*SET TASK*:
Write out the lines of the records below, starting with the line that contains "# draw the outline of every instance of the wet" and going on through the last line of the records, with no changes.

*TASK INPUT*:
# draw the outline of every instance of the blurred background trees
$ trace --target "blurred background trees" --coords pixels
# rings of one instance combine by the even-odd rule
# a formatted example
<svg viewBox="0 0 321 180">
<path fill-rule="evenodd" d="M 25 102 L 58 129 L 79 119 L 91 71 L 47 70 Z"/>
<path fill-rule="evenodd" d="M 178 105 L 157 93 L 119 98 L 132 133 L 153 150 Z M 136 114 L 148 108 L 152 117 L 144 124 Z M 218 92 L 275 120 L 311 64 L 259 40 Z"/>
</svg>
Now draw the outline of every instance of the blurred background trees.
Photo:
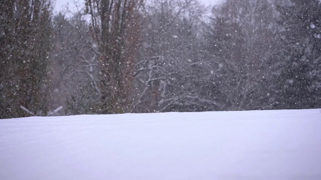
<svg viewBox="0 0 321 180">
<path fill-rule="evenodd" d="M 47 111 L 43 98 L 52 33 L 50 0 L 0 2 L 0 116 Z"/>
<path fill-rule="evenodd" d="M 321 107 L 318 0 L 79 3 L 0 2 L 1 118 Z"/>
</svg>

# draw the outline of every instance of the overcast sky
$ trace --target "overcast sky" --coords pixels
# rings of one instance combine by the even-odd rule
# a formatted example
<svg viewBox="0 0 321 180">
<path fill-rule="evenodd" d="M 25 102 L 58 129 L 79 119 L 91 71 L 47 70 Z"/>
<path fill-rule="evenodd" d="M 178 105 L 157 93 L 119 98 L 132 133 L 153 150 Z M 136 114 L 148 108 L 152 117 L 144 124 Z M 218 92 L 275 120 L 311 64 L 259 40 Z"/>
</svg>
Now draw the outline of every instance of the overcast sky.
<svg viewBox="0 0 321 180">
<path fill-rule="evenodd" d="M 222 0 L 199 0 L 201 2 L 203 2 L 206 5 L 214 4 L 217 3 L 219 3 Z M 84 0 L 55 0 L 55 6 L 54 8 L 54 12 L 58 12 L 60 10 L 63 10 L 64 6 L 66 6 L 69 4 L 68 6 L 69 9 L 73 10 L 75 9 L 75 6 L 74 5 L 74 2 L 78 2 L 81 4 L 83 4 Z"/>
</svg>

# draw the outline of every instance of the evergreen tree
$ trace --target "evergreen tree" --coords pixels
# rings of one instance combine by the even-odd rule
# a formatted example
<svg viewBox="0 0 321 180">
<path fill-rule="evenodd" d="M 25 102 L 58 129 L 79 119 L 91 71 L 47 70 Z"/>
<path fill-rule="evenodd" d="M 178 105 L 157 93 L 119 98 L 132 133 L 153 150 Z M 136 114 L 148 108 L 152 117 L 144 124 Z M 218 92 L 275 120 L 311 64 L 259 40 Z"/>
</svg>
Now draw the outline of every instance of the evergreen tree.
<svg viewBox="0 0 321 180">
<path fill-rule="evenodd" d="M 21 106 L 39 115 L 47 110 L 43 91 L 50 48 L 51 2 L 0 2 L 0 118 L 27 116 Z"/>
<path fill-rule="evenodd" d="M 318 0 L 291 0 L 279 6 L 283 28 L 277 52 L 280 70 L 275 74 L 277 108 L 321 106 L 321 4 Z"/>
</svg>

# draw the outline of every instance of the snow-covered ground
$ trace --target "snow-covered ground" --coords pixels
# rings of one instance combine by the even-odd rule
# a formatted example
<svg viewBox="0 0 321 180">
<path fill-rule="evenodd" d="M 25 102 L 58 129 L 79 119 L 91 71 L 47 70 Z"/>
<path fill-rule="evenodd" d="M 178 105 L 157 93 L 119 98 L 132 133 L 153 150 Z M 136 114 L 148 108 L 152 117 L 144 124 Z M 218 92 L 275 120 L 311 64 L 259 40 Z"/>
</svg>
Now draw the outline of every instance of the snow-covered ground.
<svg viewBox="0 0 321 180">
<path fill-rule="evenodd" d="M 321 180 L 321 112 L 0 120 L 0 180 Z"/>
</svg>

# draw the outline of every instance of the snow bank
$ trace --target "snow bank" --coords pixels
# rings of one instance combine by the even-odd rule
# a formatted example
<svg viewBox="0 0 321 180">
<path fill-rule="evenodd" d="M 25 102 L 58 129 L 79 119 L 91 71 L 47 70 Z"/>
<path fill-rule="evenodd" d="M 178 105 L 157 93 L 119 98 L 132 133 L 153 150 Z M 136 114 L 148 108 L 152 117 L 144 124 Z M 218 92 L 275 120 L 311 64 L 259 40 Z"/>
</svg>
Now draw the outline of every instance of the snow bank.
<svg viewBox="0 0 321 180">
<path fill-rule="evenodd" d="M 320 180 L 320 110 L 0 120 L 0 180 Z"/>
</svg>

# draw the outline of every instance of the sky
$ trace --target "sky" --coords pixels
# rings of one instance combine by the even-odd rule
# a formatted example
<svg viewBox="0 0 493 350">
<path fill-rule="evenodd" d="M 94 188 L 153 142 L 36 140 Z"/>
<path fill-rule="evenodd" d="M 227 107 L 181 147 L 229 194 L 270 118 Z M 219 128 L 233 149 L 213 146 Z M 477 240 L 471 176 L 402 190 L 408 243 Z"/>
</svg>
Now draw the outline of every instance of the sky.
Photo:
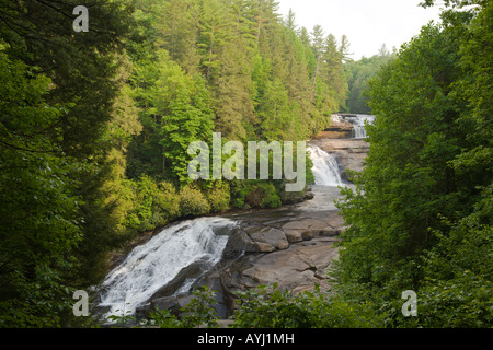
<svg viewBox="0 0 493 350">
<path fill-rule="evenodd" d="M 352 58 L 376 55 L 382 44 L 389 50 L 420 34 L 429 21 L 439 22 L 439 7 L 423 9 L 422 0 L 277 0 L 285 18 L 289 9 L 298 26 L 309 32 L 320 24 L 337 40 L 347 36 Z"/>
</svg>

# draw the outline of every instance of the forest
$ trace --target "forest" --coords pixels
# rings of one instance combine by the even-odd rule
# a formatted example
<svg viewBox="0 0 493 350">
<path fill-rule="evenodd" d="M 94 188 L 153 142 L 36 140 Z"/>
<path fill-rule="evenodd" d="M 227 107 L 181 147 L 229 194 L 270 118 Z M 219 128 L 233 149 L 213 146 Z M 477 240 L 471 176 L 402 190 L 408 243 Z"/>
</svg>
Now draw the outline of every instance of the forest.
<svg viewBox="0 0 493 350">
<path fill-rule="evenodd" d="M 346 36 L 275 0 L 80 2 L 0 1 L 0 327 L 88 326 L 73 292 L 115 249 L 303 196 L 286 180 L 192 180 L 191 142 L 308 140 L 341 112 L 377 121 L 337 203 L 351 228 L 335 295 L 252 292 L 237 326 L 493 325 L 492 1 L 445 0 L 443 23 L 358 61 Z M 72 26 L 79 4 L 89 32 Z M 404 285 L 420 317 L 397 317 Z"/>
</svg>

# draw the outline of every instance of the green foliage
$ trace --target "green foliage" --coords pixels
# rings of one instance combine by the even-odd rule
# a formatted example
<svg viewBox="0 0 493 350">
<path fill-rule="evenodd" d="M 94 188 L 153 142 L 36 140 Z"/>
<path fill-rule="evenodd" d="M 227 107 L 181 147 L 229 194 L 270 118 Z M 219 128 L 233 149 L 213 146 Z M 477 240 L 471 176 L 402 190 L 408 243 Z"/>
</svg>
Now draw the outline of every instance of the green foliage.
<svg viewBox="0 0 493 350">
<path fill-rule="evenodd" d="M 351 228 L 334 276 L 387 326 L 492 325 L 492 52 L 478 55 L 492 10 L 444 12 L 369 83 L 377 120 L 367 167 L 337 203 Z M 402 318 L 410 289 L 419 316 Z"/>
<path fill-rule="evenodd" d="M 382 317 L 370 305 L 351 305 L 316 288 L 295 294 L 274 284 L 237 293 L 237 328 L 368 328 L 380 327 Z"/>
<path fill-rule="evenodd" d="M 348 75 L 349 94 L 346 101 L 349 113 L 371 114 L 368 106 L 368 81 L 374 78 L 382 66 L 388 65 L 395 57 L 395 52 L 389 52 L 383 45 L 378 55 L 370 58 L 363 57 L 358 61 L 346 65 Z"/>
<path fill-rule="evenodd" d="M 195 328 L 205 326 L 207 328 L 216 328 L 218 315 L 213 305 L 216 303 L 215 292 L 209 290 L 207 285 L 197 289 L 191 302 L 182 308 L 184 313 L 181 322 L 184 328 Z"/>
<path fill-rule="evenodd" d="M 79 198 L 49 138 L 68 106 L 49 105 L 50 80 L 0 51 L 0 327 L 57 327 L 77 267 Z"/>
<path fill-rule="evenodd" d="M 205 197 L 213 212 L 221 212 L 230 207 L 231 192 L 228 183 L 214 186 L 205 191 Z"/>
<path fill-rule="evenodd" d="M 203 215 L 210 212 L 210 205 L 199 189 L 183 187 L 180 190 L 180 214 L 182 217 Z"/>
<path fill-rule="evenodd" d="M 150 231 L 163 226 L 180 217 L 180 200 L 174 186 L 156 183 L 142 175 L 138 180 L 125 180 L 127 200 L 134 208 L 125 219 L 125 226 L 131 230 Z"/>
</svg>

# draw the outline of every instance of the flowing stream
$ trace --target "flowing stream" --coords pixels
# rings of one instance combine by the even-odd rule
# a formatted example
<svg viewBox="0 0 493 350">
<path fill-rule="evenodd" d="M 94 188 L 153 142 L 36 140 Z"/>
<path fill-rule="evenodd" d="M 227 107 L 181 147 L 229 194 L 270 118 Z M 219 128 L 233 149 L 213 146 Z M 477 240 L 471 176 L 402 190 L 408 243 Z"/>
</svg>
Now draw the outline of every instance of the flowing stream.
<svg viewBox="0 0 493 350">
<path fill-rule="evenodd" d="M 336 158 L 321 150 L 317 145 L 309 145 L 310 159 L 313 162 L 311 168 L 316 178 L 316 185 L 322 186 L 341 186 L 341 171 Z"/>
<path fill-rule="evenodd" d="M 199 218 L 162 230 L 106 276 L 99 306 L 110 308 L 105 316 L 133 314 L 187 266 L 199 261 L 204 270 L 210 269 L 228 243 L 222 232 L 234 224 L 225 218 Z"/>
<path fill-rule="evenodd" d="M 362 120 L 367 118 L 358 121 L 364 126 Z M 357 137 L 362 135 L 356 130 Z M 348 184 L 341 178 L 341 166 L 333 154 L 313 144 L 308 150 L 313 162 L 316 196 L 298 206 L 298 210 L 334 210 L 337 186 Z M 104 316 L 134 314 L 193 264 L 198 264 L 203 272 L 210 271 L 221 260 L 229 233 L 237 225 L 237 221 L 220 217 L 187 220 L 163 229 L 136 247 L 99 288 L 99 306 L 105 310 Z M 198 278 L 187 278 L 175 294 L 187 290 Z"/>
<path fill-rule="evenodd" d="M 364 114 L 354 114 L 354 115 L 342 115 L 340 118 L 349 121 L 354 126 L 354 138 L 355 139 L 364 139 L 367 137 L 366 135 L 366 122 L 372 124 L 375 121 L 375 116 L 364 115 Z"/>
</svg>

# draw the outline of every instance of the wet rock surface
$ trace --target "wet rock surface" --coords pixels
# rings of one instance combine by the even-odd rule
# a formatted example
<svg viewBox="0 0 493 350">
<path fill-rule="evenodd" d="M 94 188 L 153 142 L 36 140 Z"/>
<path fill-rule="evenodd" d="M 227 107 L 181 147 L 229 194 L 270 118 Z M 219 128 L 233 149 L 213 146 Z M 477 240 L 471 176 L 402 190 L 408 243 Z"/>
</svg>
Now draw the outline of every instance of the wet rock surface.
<svg viewBox="0 0 493 350">
<path fill-rule="evenodd" d="M 347 139 L 351 126 L 347 122 L 333 125 L 317 137 L 312 144 L 336 154 L 345 170 L 362 171 L 369 151 L 369 143 L 362 139 Z M 353 186 L 347 183 L 347 186 Z M 316 283 L 322 289 L 330 287 L 328 270 L 337 258 L 335 243 L 344 232 L 344 219 L 334 205 L 340 189 L 330 186 L 311 186 L 302 202 L 273 210 L 252 210 L 239 214 L 227 214 L 238 225 L 228 234 L 229 241 L 222 260 L 213 270 L 203 273 L 199 266 L 184 269 L 173 280 L 172 288 L 164 287 L 156 293 L 149 304 L 140 307 L 146 314 L 150 308 L 169 308 L 179 314 L 190 301 L 190 292 L 199 285 L 216 291 L 215 305 L 223 318 L 234 308 L 234 292 L 257 285 L 277 283 L 279 289 L 294 292 L 313 290 Z M 188 278 L 202 278 L 188 290 L 172 293 Z"/>
</svg>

*THE SOLUTION*:
# draw the outline of every instance of the wet rock surface
$ trace --target "wet rock surface" --coords pixels
# rings of one instance combine by the even-odd rule
# a formatted example
<svg viewBox="0 0 493 350">
<path fill-rule="evenodd" d="M 94 188 L 153 142 L 36 140 Z"/>
<path fill-rule="evenodd" d="M 227 107 L 181 147 L 229 194 L 270 118 Z M 219 128 L 233 149 L 213 146 Z M 477 240 L 471 176 L 402 190 L 408 243 Z"/>
</svg>
Now draw the outline of every instance of the wet rock surface.
<svg viewBox="0 0 493 350">
<path fill-rule="evenodd" d="M 347 139 L 351 126 L 347 122 L 333 125 L 317 137 L 312 144 L 336 154 L 345 170 L 362 171 L 369 151 L 369 143 L 362 139 Z M 353 186 L 347 183 L 347 186 Z M 316 283 L 322 289 L 330 287 L 328 270 L 337 258 L 335 243 L 344 232 L 344 219 L 334 205 L 340 189 L 330 186 L 311 186 L 302 202 L 273 210 L 252 210 L 239 214 L 227 214 L 238 225 L 228 234 L 229 241 L 222 260 L 213 270 L 203 273 L 199 266 L 184 269 L 173 280 L 172 288 L 164 287 L 156 293 L 149 304 L 140 307 L 146 314 L 150 308 L 169 308 L 179 314 L 190 301 L 190 292 L 199 285 L 216 291 L 215 305 L 223 318 L 234 308 L 234 292 L 257 285 L 277 283 L 279 289 L 294 292 L 313 290 Z M 188 278 L 202 278 L 188 290 L 172 293 Z"/>
</svg>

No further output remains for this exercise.